◆ **Outline annotation records**
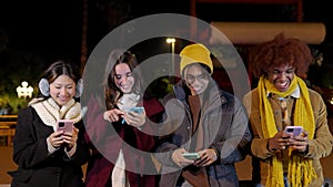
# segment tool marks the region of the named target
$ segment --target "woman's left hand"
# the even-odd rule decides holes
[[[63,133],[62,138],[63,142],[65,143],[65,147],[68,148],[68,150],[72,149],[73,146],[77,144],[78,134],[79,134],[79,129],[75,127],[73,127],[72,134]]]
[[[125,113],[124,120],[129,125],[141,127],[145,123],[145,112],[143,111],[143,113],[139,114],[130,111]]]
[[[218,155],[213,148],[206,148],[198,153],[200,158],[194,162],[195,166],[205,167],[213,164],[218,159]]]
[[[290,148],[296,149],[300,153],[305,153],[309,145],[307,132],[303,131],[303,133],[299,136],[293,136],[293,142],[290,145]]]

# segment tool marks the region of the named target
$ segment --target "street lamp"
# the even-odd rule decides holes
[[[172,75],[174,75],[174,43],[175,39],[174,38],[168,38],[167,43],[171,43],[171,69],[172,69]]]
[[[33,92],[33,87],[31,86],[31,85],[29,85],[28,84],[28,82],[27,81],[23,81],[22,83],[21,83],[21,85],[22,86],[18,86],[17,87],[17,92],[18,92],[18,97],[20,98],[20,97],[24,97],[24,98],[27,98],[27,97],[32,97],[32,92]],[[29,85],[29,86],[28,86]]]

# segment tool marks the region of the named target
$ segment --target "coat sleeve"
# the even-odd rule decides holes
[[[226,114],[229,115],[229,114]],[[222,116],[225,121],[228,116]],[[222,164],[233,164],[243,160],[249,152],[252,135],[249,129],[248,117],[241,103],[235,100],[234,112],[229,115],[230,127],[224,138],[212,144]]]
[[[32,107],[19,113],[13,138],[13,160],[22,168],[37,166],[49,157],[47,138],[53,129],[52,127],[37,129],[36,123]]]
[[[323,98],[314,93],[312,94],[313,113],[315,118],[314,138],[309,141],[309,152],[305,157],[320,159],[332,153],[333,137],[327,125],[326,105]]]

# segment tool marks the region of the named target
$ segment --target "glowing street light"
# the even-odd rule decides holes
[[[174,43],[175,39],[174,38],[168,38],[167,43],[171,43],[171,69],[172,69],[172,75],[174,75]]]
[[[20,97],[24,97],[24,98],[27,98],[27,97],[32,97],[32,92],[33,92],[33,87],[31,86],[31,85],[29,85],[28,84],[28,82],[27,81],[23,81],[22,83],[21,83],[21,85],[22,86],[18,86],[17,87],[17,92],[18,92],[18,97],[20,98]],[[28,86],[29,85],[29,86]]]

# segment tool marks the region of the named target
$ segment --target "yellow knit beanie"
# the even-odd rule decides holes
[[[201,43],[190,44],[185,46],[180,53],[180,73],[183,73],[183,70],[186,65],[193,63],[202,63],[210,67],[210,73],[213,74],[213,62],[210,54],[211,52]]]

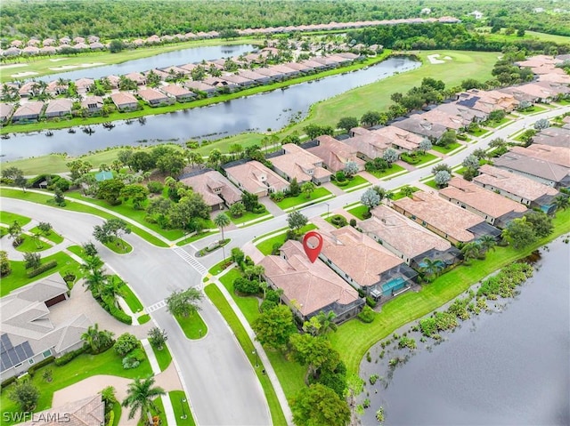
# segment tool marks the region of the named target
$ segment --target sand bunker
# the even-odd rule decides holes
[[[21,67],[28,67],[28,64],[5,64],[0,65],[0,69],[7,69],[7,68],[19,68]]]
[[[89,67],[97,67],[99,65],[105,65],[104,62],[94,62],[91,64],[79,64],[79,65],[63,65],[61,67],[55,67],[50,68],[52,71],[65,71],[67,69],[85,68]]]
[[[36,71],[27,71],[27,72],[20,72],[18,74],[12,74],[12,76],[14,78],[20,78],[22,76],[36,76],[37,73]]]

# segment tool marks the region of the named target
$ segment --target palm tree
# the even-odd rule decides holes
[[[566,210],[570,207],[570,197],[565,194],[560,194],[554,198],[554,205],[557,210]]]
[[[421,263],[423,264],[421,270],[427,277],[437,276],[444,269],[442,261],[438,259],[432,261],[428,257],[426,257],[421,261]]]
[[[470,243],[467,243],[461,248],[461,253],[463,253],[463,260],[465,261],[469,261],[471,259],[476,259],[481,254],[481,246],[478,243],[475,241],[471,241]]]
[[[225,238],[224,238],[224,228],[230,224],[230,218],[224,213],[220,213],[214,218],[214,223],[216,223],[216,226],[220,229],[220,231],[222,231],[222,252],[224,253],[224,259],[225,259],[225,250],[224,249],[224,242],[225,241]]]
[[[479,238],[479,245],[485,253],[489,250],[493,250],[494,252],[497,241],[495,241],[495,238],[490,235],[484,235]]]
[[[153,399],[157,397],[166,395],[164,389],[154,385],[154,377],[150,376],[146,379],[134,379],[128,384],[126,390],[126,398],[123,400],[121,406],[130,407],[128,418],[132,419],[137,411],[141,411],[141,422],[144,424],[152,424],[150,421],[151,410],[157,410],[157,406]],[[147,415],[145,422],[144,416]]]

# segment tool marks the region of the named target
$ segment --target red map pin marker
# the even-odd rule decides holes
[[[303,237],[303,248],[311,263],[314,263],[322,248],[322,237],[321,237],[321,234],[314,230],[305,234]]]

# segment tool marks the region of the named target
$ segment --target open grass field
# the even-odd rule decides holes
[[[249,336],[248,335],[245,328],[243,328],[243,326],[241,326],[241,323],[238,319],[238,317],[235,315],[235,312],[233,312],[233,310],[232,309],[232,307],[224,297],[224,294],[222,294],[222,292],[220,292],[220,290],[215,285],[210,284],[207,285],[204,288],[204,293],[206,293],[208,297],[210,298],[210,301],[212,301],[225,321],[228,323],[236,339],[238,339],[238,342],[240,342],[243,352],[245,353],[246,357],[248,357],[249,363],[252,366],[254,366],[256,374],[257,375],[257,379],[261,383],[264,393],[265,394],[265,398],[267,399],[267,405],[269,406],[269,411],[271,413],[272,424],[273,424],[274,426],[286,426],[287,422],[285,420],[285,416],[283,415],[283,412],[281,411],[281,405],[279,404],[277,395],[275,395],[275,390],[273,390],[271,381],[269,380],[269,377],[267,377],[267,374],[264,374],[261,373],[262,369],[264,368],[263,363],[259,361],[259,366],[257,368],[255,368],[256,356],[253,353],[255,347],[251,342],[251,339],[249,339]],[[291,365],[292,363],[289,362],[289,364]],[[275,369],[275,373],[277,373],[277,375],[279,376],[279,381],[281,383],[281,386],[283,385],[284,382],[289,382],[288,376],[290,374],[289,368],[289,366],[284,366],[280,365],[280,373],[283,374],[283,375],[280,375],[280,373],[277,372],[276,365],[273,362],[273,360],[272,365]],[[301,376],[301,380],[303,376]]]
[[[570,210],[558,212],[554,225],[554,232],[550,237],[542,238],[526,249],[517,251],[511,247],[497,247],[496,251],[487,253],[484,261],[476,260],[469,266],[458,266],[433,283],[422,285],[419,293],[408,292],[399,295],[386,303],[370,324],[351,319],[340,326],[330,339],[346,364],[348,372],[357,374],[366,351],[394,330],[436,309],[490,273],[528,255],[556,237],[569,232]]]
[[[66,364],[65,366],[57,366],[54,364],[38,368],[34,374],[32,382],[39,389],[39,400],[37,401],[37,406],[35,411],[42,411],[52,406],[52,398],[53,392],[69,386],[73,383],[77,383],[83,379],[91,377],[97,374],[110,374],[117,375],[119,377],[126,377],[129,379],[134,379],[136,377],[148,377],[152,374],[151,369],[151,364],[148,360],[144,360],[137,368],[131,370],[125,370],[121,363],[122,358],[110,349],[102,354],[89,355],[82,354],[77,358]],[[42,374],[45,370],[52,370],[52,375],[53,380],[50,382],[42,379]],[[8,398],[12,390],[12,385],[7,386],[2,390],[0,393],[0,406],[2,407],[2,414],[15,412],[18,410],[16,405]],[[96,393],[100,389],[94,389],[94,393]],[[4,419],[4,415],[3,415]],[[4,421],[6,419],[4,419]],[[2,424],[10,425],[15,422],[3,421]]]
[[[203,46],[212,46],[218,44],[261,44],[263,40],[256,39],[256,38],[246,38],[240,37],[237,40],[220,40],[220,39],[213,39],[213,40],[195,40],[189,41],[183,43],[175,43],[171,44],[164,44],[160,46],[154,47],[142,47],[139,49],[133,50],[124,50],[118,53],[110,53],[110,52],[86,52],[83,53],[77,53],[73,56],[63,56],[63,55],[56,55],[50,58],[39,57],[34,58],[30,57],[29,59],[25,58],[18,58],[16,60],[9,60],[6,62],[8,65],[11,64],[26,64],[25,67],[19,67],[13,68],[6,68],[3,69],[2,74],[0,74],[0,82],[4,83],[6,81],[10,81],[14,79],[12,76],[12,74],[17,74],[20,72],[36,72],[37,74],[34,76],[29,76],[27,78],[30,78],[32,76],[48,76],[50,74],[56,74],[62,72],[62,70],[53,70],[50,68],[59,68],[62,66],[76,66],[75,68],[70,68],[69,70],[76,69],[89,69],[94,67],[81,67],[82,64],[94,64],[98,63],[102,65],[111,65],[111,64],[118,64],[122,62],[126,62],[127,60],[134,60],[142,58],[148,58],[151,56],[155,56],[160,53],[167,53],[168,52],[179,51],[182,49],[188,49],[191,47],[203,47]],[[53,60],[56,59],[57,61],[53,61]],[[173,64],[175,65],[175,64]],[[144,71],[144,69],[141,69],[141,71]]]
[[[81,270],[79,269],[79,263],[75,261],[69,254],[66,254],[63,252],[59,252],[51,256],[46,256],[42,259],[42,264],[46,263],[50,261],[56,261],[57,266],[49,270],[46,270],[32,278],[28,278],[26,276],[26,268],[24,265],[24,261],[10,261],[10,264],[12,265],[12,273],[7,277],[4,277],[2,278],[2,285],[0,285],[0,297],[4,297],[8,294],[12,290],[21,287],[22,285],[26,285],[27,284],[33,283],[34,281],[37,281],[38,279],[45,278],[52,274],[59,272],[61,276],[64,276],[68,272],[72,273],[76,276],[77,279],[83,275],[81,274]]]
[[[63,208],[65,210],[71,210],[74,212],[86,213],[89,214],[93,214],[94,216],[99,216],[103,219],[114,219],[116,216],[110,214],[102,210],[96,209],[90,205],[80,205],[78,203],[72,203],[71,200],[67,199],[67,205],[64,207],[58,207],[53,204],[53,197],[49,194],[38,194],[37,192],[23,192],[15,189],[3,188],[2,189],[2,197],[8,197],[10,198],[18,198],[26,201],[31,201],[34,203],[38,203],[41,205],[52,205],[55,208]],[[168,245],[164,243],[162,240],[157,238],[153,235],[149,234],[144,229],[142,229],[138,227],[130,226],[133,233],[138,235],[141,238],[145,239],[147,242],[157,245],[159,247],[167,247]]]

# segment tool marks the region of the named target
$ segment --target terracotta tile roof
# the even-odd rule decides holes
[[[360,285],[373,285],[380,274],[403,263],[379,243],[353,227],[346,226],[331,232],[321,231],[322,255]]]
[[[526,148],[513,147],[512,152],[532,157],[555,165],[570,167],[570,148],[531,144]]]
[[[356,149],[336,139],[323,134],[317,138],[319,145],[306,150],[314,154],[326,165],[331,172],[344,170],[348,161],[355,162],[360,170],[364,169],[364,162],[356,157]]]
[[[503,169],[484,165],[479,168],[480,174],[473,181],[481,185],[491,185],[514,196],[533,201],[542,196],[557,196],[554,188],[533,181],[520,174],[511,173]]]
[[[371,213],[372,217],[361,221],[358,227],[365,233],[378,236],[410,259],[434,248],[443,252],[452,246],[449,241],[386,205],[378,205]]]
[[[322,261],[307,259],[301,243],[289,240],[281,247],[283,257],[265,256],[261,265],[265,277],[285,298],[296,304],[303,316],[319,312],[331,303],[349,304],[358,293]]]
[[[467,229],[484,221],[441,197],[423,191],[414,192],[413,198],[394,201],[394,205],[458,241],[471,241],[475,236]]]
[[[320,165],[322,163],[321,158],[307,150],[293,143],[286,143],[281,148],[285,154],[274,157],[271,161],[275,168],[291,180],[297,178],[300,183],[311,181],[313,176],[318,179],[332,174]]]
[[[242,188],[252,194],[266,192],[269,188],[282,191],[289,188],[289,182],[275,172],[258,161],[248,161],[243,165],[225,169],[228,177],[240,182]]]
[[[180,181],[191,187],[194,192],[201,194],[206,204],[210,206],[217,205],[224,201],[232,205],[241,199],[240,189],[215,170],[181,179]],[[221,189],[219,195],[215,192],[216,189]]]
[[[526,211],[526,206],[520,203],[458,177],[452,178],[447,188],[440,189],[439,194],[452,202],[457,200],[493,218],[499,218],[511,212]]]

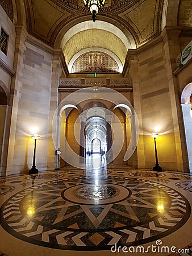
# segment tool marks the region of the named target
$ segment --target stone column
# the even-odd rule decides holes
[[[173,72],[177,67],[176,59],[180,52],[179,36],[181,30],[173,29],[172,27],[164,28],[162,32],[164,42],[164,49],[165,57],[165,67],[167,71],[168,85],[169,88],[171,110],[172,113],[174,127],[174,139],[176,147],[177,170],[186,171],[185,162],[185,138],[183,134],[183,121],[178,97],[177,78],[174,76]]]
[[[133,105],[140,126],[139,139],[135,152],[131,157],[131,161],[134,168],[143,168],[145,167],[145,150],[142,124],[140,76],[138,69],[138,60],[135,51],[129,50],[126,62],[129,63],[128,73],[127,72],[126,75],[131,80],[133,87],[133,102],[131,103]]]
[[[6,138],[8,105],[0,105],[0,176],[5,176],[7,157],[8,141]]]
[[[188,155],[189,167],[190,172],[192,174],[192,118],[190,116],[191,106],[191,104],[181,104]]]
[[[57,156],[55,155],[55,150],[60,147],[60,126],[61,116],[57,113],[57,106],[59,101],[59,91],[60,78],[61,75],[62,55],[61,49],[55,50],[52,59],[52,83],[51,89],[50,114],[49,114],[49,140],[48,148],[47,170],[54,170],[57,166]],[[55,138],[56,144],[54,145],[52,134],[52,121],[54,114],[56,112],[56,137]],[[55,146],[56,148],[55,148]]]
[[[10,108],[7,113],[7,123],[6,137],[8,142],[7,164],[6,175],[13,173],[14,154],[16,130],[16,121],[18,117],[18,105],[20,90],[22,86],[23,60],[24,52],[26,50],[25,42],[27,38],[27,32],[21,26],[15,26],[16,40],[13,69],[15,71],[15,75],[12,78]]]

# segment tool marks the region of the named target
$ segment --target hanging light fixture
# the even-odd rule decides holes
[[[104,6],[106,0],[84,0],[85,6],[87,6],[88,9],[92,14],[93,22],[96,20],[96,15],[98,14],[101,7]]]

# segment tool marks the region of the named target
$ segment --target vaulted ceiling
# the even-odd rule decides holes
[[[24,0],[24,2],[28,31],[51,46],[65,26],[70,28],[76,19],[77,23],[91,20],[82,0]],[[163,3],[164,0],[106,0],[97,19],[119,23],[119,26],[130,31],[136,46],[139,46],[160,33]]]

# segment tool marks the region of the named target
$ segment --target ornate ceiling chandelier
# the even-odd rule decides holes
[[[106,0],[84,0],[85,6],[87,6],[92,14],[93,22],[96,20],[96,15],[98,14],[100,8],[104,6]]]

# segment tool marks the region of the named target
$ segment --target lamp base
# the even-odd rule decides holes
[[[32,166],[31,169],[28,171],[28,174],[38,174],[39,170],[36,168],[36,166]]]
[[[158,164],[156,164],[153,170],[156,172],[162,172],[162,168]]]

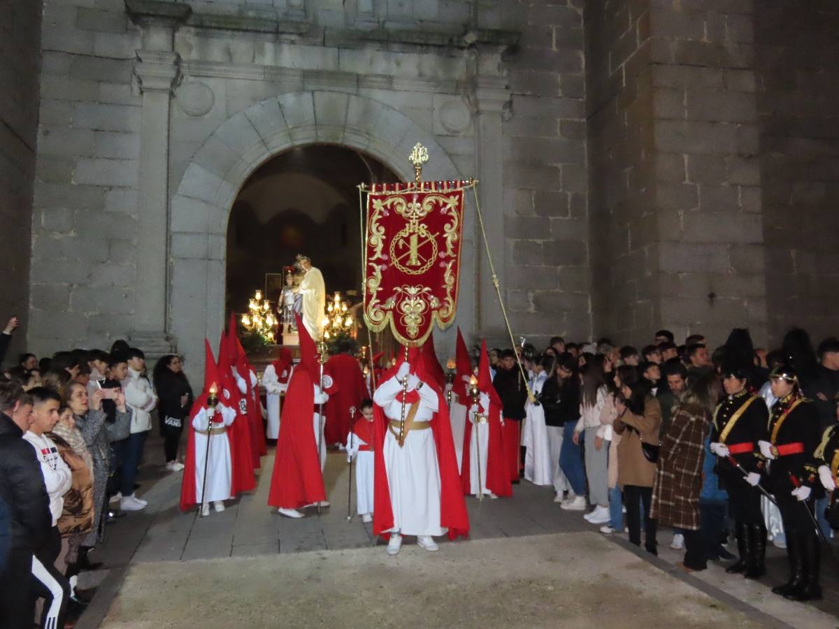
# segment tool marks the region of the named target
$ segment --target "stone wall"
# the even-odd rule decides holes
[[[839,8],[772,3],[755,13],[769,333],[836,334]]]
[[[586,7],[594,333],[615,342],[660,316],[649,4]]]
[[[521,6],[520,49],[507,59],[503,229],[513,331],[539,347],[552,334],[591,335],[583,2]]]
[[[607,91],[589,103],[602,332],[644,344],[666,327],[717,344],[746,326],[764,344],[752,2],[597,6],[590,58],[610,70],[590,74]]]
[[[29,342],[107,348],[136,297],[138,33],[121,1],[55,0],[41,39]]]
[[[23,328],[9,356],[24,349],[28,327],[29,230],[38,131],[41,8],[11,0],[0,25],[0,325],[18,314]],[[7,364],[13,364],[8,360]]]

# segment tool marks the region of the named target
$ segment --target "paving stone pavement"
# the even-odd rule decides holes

◆ **Exercise details**
Copy each line of the listing above that contains the string "stone". Treat uppercase and lowercase letters as different.

◆ **Final result**
$ segment --target stone column
$ segment --target "stone wall"
$ segment --target "paving stone pavement"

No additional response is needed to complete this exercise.